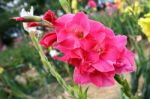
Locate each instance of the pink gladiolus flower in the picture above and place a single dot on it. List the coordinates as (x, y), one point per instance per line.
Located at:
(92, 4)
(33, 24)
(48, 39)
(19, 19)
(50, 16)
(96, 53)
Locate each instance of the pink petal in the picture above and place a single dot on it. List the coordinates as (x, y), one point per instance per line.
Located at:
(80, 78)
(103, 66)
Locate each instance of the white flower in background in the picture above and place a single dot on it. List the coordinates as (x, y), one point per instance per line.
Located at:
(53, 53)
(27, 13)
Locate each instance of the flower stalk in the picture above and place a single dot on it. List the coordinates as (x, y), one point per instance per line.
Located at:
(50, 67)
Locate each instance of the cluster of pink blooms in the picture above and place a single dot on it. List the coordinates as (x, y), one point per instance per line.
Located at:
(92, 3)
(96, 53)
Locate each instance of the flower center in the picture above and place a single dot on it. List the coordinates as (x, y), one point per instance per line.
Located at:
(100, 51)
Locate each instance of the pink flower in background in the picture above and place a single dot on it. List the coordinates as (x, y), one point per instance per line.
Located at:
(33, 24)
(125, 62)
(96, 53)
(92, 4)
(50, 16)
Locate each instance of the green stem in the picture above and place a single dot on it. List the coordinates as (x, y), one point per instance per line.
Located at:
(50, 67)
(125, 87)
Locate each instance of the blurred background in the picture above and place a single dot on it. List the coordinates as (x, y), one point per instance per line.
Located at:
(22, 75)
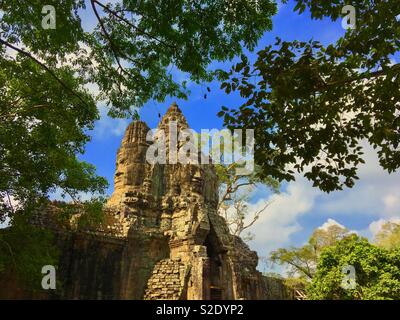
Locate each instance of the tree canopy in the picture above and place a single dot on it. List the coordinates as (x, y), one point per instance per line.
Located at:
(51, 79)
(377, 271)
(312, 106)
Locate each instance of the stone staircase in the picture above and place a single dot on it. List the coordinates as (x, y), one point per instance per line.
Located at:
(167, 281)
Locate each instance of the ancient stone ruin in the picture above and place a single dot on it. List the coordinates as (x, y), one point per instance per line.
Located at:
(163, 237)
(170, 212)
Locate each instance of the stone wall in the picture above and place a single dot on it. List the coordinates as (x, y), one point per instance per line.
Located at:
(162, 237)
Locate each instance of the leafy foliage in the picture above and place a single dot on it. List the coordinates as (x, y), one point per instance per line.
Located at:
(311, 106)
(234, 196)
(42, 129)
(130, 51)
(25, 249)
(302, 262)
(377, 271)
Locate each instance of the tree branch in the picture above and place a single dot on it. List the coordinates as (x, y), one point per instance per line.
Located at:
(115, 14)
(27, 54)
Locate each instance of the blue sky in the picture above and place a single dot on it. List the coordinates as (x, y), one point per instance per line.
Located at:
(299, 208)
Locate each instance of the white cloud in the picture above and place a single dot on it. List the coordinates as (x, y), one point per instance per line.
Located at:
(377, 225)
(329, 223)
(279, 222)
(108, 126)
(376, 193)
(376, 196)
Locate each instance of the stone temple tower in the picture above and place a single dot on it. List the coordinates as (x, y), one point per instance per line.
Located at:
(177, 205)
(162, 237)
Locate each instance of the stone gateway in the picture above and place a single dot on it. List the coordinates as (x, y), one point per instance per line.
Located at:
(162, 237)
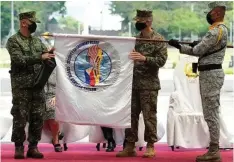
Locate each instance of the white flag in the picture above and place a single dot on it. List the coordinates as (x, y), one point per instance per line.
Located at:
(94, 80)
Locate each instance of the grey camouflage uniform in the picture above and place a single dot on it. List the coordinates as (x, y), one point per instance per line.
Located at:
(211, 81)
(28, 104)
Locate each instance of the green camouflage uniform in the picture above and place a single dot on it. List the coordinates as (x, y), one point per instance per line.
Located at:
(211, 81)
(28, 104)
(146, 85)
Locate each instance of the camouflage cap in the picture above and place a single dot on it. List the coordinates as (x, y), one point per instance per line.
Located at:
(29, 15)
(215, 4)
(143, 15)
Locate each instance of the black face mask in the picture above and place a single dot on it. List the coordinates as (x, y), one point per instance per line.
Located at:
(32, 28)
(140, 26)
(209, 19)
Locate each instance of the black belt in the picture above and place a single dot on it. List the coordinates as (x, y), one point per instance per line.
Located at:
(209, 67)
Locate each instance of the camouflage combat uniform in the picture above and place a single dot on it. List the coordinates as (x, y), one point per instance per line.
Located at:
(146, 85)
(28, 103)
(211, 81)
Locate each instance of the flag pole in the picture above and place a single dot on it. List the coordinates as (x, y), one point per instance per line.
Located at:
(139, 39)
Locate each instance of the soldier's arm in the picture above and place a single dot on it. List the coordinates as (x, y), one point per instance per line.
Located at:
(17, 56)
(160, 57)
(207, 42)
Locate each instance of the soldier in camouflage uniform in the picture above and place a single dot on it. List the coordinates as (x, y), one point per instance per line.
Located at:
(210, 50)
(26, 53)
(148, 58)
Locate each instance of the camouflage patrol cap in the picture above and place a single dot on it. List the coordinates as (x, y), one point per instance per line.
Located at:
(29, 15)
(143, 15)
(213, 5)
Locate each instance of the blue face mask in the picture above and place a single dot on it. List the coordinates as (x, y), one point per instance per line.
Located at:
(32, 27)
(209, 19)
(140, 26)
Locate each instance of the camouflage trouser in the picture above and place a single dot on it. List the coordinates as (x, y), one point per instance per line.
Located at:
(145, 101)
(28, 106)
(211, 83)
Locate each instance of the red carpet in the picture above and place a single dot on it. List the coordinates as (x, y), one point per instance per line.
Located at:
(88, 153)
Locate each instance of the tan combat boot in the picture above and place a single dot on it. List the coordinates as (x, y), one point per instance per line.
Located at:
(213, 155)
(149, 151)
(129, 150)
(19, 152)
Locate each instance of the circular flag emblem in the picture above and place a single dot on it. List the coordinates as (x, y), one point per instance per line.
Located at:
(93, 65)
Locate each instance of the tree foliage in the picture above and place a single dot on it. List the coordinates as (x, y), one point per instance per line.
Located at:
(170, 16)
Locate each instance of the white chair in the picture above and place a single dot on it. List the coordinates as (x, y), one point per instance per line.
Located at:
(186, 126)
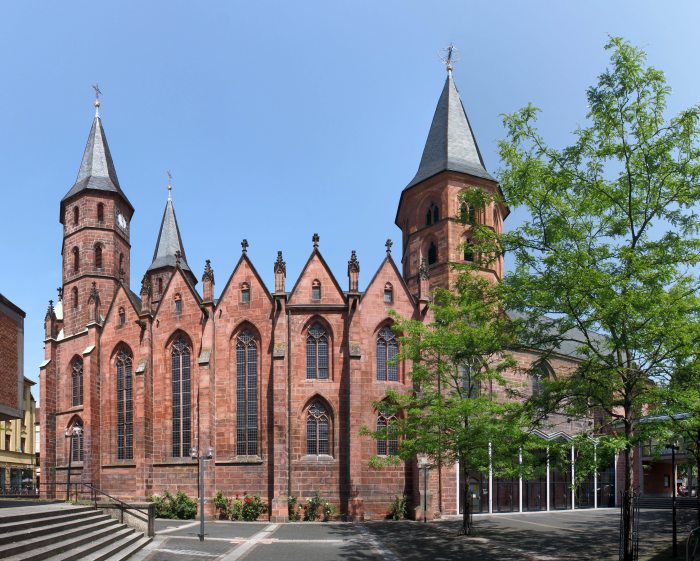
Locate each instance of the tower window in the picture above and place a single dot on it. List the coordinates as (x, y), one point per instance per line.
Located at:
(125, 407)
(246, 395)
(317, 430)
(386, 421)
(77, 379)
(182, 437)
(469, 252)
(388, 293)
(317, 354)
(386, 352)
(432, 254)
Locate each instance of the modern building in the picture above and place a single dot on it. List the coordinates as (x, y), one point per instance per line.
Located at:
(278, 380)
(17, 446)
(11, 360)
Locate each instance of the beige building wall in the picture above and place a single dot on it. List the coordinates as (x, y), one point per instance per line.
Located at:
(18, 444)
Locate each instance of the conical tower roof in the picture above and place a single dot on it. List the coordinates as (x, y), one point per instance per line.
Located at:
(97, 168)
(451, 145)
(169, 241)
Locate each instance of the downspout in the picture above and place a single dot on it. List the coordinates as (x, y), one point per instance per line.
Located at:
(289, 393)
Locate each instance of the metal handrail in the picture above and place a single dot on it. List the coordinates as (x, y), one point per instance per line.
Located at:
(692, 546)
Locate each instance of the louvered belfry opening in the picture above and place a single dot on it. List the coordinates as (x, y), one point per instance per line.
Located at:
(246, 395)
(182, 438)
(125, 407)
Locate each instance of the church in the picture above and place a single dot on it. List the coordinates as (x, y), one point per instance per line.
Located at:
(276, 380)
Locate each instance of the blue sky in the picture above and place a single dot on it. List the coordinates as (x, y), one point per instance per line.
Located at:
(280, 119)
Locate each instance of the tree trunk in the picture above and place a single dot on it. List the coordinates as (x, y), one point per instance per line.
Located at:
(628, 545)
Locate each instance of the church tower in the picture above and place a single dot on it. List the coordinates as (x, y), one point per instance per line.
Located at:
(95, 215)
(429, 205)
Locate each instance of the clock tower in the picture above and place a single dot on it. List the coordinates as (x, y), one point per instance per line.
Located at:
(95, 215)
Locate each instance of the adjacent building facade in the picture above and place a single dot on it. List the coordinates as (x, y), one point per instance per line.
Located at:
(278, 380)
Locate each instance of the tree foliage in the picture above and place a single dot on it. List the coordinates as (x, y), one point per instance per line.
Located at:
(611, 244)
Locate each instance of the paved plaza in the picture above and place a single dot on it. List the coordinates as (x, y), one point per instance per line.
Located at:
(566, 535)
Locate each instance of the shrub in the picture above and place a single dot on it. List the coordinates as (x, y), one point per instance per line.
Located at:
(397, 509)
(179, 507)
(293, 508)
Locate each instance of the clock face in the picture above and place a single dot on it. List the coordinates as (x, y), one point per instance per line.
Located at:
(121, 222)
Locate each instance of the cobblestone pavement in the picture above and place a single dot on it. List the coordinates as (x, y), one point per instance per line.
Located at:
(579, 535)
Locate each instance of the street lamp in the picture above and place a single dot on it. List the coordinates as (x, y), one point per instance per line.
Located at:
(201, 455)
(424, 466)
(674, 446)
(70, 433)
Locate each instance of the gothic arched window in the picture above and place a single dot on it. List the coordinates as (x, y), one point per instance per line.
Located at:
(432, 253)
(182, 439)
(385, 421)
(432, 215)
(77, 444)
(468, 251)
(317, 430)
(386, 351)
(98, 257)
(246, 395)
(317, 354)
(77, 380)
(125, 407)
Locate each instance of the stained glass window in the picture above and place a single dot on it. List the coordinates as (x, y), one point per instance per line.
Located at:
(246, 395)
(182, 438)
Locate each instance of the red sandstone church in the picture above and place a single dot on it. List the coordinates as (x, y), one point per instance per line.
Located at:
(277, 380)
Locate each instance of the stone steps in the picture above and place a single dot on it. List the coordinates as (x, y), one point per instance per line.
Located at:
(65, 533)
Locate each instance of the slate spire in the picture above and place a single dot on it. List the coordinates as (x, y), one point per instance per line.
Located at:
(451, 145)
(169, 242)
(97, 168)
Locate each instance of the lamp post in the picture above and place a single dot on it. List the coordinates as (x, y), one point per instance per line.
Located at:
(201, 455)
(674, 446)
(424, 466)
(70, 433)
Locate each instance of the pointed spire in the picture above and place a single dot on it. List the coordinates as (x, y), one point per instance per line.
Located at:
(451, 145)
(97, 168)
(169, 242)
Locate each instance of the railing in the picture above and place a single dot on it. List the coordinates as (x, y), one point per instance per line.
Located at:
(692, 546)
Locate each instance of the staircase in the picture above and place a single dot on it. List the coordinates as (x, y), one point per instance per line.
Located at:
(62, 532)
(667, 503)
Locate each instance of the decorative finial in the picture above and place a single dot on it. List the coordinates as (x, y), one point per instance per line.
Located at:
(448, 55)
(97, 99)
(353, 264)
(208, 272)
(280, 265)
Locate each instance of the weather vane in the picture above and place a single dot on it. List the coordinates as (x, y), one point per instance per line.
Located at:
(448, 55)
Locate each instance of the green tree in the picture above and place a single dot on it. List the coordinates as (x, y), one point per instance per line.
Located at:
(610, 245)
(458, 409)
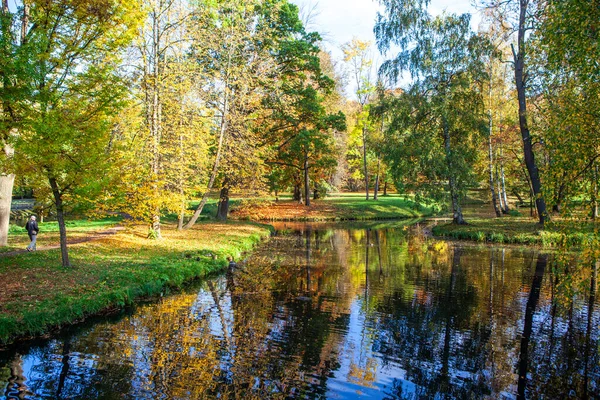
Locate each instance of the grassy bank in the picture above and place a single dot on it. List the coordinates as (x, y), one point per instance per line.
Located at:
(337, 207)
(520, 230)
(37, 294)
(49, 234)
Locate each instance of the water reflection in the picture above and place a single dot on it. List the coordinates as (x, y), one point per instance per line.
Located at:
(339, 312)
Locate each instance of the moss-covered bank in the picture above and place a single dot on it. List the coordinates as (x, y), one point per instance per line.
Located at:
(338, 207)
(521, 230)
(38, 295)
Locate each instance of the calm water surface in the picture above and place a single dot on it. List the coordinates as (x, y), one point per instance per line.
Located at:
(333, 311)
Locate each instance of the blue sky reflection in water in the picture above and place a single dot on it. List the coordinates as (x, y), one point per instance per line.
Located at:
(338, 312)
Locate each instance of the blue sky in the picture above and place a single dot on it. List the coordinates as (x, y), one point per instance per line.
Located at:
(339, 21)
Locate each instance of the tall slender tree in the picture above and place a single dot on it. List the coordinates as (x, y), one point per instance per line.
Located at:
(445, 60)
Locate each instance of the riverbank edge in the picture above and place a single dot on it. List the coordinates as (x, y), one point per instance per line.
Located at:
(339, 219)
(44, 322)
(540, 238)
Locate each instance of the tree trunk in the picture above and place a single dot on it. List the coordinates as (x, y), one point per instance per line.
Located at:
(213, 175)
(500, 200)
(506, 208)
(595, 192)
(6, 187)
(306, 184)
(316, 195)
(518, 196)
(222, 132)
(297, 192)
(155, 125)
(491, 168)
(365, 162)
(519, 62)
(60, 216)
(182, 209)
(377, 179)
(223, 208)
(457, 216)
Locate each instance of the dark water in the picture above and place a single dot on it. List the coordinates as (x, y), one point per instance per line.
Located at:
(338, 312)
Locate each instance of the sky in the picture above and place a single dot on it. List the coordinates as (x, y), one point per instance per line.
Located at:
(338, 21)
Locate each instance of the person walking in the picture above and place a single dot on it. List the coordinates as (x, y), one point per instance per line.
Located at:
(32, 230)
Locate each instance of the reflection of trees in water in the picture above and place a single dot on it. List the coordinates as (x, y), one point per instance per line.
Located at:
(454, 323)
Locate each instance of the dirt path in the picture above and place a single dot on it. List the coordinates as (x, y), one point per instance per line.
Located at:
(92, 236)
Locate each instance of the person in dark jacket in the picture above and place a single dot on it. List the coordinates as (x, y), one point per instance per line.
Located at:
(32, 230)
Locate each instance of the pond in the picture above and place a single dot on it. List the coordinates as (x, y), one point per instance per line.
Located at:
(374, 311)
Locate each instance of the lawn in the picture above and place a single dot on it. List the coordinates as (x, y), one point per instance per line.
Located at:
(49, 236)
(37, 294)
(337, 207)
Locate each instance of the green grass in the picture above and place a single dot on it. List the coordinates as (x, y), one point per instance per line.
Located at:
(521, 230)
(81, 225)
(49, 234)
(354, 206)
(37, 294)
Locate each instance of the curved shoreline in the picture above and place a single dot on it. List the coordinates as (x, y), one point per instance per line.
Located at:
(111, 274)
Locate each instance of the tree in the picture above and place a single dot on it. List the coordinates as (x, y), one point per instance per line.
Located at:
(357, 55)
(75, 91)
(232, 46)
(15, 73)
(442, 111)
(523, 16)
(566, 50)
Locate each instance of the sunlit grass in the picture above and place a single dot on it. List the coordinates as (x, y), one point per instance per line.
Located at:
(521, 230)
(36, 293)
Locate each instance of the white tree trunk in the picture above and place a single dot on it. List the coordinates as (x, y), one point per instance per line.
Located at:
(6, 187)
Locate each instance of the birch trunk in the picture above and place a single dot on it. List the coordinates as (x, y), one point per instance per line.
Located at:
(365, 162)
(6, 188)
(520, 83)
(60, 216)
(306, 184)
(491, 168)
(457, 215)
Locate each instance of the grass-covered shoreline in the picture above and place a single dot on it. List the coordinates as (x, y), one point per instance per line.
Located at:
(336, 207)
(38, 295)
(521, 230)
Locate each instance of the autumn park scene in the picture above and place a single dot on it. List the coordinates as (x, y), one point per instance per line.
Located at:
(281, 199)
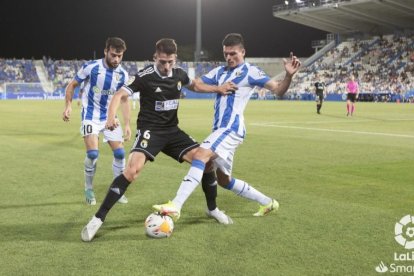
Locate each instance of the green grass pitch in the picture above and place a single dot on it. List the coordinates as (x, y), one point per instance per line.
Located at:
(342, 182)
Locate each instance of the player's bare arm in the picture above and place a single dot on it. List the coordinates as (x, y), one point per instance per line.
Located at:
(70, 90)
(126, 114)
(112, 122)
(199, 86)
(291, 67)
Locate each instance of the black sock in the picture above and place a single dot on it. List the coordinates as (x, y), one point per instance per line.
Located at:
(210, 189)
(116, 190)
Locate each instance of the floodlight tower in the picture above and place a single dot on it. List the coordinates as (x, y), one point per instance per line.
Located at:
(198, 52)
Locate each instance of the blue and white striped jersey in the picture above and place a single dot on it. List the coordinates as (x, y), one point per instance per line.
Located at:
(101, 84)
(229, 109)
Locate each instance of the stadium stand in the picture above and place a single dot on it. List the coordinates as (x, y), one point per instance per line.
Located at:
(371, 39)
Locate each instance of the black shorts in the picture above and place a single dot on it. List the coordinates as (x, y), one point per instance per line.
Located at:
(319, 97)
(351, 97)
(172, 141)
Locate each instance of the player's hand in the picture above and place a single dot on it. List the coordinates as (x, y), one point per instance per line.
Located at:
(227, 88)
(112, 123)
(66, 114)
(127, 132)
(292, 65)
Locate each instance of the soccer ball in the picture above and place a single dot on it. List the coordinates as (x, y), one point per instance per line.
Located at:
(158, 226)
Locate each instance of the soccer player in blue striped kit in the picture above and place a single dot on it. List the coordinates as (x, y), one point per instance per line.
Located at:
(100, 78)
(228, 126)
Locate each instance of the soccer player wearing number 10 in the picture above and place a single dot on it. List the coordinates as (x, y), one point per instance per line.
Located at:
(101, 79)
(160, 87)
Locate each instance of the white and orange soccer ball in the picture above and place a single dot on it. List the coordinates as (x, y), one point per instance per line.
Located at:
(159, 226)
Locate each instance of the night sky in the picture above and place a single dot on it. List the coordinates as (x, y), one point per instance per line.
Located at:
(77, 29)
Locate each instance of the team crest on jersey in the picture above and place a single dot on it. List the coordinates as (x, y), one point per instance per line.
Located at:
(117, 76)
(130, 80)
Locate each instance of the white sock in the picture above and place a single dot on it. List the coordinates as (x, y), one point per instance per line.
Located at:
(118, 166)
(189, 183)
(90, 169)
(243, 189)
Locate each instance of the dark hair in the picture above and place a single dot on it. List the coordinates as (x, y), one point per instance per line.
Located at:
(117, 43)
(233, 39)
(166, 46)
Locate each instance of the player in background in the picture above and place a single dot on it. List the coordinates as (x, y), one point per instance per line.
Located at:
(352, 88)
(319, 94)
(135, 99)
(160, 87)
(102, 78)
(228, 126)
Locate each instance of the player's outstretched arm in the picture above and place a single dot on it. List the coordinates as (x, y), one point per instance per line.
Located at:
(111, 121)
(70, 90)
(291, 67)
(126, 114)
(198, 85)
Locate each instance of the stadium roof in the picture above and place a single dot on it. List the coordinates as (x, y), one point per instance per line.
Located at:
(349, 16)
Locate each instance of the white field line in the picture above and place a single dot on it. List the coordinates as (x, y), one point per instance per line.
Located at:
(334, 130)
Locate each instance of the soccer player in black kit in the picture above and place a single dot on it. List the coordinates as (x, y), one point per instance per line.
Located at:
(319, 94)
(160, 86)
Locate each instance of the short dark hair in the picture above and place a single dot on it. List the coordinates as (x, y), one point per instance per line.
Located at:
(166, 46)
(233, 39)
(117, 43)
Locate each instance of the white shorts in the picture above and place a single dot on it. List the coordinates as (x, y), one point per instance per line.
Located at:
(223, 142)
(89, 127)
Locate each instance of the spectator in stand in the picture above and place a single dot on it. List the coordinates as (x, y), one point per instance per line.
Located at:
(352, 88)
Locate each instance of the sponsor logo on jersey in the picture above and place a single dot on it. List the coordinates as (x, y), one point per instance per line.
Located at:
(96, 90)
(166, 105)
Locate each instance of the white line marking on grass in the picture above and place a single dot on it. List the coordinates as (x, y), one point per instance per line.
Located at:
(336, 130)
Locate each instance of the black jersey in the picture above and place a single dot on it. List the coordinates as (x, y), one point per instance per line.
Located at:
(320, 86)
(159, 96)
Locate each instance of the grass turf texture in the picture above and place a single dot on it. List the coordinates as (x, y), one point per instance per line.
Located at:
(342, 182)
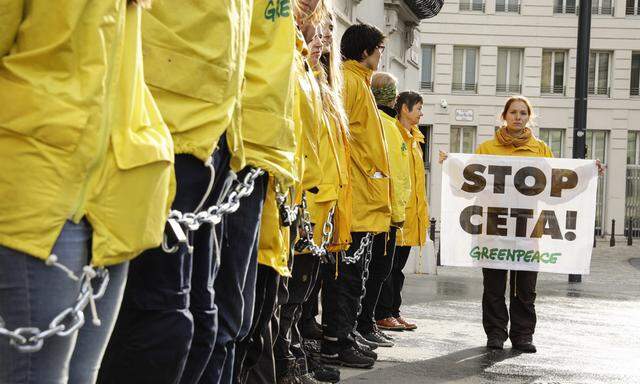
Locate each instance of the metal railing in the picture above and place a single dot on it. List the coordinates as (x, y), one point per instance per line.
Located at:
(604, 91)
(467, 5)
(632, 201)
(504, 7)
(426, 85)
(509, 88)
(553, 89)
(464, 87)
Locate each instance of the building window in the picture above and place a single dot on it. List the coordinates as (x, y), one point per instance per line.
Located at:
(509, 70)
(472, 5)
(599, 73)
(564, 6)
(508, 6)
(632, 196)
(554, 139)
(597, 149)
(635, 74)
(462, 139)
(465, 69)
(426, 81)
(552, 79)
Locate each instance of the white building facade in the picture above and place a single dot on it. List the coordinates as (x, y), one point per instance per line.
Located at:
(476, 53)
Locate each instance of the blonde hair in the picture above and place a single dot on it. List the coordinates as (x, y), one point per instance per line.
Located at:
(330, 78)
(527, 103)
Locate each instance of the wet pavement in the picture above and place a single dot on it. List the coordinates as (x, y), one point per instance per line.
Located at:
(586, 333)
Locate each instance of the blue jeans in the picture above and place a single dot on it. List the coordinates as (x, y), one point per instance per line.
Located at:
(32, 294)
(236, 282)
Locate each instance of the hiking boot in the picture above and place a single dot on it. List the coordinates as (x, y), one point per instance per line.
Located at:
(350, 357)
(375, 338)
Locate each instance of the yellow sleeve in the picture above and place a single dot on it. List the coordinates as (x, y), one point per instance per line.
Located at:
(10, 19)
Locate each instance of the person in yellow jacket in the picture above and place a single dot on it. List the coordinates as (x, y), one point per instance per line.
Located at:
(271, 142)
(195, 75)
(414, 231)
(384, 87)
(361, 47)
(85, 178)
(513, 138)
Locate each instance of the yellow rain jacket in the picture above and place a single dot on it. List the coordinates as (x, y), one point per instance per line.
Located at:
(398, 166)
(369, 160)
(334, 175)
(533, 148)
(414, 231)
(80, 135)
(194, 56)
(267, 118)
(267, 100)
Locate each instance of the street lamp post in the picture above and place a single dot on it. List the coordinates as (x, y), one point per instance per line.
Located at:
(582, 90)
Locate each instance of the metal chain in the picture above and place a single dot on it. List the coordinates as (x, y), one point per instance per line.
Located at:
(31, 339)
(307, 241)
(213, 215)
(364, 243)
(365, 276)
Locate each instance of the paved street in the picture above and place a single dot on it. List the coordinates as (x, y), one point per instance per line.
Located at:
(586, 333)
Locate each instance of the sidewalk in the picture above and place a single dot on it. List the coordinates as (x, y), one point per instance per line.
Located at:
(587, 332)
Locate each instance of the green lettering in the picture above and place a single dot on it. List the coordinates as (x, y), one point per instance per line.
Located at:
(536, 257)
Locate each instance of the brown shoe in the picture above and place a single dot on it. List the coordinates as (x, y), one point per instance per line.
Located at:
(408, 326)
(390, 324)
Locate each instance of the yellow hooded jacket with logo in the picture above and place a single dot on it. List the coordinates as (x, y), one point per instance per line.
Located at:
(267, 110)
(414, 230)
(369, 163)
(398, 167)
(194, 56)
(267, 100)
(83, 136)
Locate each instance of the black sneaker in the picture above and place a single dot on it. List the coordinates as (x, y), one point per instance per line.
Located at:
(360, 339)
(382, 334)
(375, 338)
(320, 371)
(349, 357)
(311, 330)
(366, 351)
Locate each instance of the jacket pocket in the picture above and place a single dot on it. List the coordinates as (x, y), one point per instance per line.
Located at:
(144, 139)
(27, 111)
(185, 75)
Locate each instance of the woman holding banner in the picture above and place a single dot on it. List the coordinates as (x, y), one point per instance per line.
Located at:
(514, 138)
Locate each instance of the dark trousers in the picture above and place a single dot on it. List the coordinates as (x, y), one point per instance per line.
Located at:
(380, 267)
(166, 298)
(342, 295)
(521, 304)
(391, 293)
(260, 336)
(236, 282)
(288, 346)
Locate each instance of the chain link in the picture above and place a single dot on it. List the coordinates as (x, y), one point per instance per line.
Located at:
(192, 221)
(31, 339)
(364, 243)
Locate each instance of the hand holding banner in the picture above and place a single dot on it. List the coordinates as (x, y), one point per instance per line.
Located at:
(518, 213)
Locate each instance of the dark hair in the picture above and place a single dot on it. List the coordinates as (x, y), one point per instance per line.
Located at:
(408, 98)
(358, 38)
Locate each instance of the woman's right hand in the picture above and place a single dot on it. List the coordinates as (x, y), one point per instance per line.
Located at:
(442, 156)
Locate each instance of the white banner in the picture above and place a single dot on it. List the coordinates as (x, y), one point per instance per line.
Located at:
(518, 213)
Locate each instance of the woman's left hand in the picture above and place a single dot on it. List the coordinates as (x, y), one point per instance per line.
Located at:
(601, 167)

################

» **Work to do**: Copy the records from the line with "Locate each instance of the dark trousers" up to and including the end of the records, swapping "Located at" for "Found at" and leaving everything else unchanged.

» **Solution**:
Locate each instance of the dark trousers in the picture above and place a single dot on it. List the coordinates as (x, y), one point per instance per line.
Found at:
(380, 267)
(166, 298)
(342, 295)
(521, 304)
(391, 293)
(260, 336)
(236, 282)
(288, 346)
Locate each instance of the chain link in the picture above and place a single dot on it. List the coordinates as (x, y), one point per instance per line.
Found at:
(192, 221)
(31, 339)
(364, 243)
Locate each instance of the hand holding banner in the picture above and place a single dot on it. List the coordinates as (x, y), one point per instance per line.
Found at:
(518, 213)
Locate each instance of the dark hair in the picture above and place a single dot on it. List the coordinates as (x, y), one point per instance per line.
Found at:
(408, 98)
(358, 38)
Locate each instance of the woman's right hand in the picture above and place a single dot on it. List the coordinates as (x, y), one point per instance per line.
Found at:
(442, 156)
Locate each instance of the white banner in the picture above and place a single dot on it. List the coordinates as (x, y), one point per instance per line.
Found at:
(518, 213)
Locate each instance of the woman's left hand in the picture above and place a single dot on it. List the coordinates as (x, y), one point per instance per line.
Found at:
(601, 167)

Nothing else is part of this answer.